Records from a dataset
========
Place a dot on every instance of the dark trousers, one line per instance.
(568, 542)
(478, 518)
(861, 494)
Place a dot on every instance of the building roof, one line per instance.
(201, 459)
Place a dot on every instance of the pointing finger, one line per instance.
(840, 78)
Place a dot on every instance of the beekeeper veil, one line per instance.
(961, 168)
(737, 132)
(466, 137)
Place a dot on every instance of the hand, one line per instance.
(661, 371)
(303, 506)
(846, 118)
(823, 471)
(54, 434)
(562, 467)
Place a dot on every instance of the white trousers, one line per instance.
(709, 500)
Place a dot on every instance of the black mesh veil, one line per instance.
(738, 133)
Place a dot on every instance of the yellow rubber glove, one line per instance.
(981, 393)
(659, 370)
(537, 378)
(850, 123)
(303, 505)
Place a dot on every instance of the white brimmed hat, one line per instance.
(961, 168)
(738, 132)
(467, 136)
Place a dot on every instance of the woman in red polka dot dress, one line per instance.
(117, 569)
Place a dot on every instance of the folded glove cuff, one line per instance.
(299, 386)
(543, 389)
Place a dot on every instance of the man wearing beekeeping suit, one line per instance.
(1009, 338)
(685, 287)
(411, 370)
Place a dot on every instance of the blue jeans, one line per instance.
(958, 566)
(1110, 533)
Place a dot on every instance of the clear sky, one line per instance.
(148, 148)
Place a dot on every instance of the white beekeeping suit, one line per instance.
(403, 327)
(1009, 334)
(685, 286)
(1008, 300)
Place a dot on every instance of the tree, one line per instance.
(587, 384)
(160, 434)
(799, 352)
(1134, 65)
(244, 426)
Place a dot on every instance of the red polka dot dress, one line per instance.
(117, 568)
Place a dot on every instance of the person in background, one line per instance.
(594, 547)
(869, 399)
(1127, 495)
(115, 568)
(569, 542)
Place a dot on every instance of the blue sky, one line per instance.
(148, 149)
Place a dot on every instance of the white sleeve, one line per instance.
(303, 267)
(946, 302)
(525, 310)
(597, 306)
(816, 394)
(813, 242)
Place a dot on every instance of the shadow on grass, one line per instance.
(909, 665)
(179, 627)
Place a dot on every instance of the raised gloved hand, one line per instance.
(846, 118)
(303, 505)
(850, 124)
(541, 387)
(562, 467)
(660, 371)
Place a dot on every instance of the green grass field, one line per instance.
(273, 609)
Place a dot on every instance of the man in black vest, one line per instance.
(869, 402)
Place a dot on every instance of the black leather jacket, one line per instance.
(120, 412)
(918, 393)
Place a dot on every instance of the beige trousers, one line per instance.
========
◆ Exercise:
Rewrite the stretch from the line containing "Place a dot on every instance of the green" through the end of the entries, swapping "leather" for "suede" and leaving everything else unchanged.

◆ Answer in full:
Place a dot on every instance of the green grass field, one line per instance.
(273, 609)
Place a dot on every instance of the man in black vest, one line per instance.
(869, 402)
Place a dot on every instance of the black suede jacket, one line per instance.
(120, 412)
(918, 393)
Place a dot on every instance of the beige trousers, one line per instance.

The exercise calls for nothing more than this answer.